■ Énoncé du problème 1 ■
Imprimez mot pour mot, dans le passage à lire, l'extrait allant de « L'occident, qui s'autoculpabilise » jusqu'à « une telle force. » inclus.

### Passage à lire

4 idée forte : "le développement de l'Afrique se fera par le secteur privé et pas autrement."

L'occident, qui s'autoculpabilise si facilement depuis 40 ans, devrait songer ici à faire repentance, pour n'avoir pas été capable de dire de telles choses pourtant évidentes, avec une telle force.

Si au contraire nous lisons le discours de "la France officielle", qui tient sur deux pages et demie, on n'y trouve rien de pareil. On remarque seulement un exceptionnel talent à parler pour ne rien dire, mais aussi à renouveler l'affirmation des éternels bons sentiments multilatéralistes. En 150 secondes le discours du représentant de la république française réussit le prodige de produire un maximum de vacuité et de lieux communs. La prouesse s'enrichit d'une opération de communication. Car l'orateur de Monterrey communique sans pudeur dans le cadre deux entretiens publiés respectivement dans l'International Herald Tribune (20 mars) et Libération (22 mars, texte daté, sur le site de l'Élysée, du "vendredi 23 mars").

Ce qui est non moins extraordinaire c'est un autre renversement des rôles : un pays comme la France s'acharne à défendre, contre son intérêt, le multilatéralisme onusien. Or, une telle pratique va non seulement contre la souveraineté résiduelle de l'État républicain français mais également contre l'indépendance de l'Europe dans son ensemble.

######

■ Énoncé du problème 2 ■
Reproduisez à l'identique, parmi les lignes à traiter, l'extrait allant de la ligne qui contient « Note: for each instance of the metal » jusqu'à celle qui contient « point(738, 517) », ces deux lignes comprises, sans rien y ajouter.

### Lignes à traiter

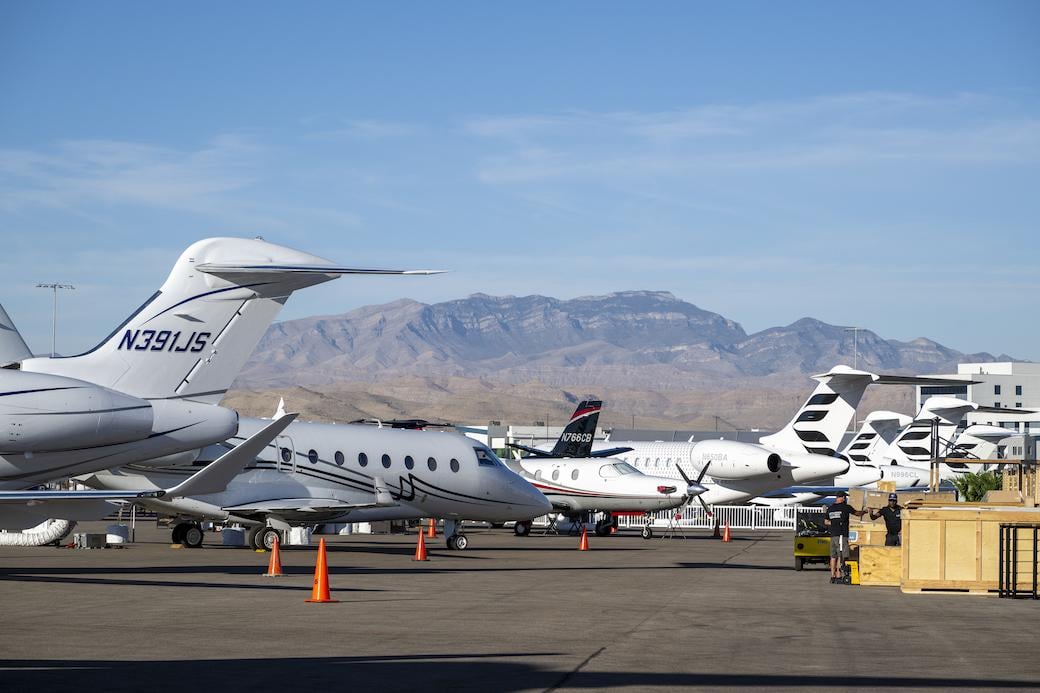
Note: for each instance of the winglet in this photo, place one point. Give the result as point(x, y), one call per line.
point(215, 477)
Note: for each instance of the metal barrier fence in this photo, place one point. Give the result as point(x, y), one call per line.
point(1018, 562)
point(738, 517)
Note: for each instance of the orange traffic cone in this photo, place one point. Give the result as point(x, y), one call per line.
point(275, 565)
point(319, 593)
point(420, 549)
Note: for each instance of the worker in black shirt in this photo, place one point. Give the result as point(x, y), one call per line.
point(893, 519)
point(837, 520)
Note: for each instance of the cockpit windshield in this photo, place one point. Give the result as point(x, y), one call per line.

######

■ Réponse attendue 1 ■
L'occident, qui s'autoculpabilise si facilement depuis 40 ans, devrait songer ici à faire repentance, pour n'avoir pas été capable de dire de telles choses pourtant évidentes, avec une telle force.

■ Réponse attendue 2 ■
Note: for each instance of the metal barrier fence in this photo, place one point. Give the result as point(x, y), one call per line.
point(1018, 562)
point(738, 517)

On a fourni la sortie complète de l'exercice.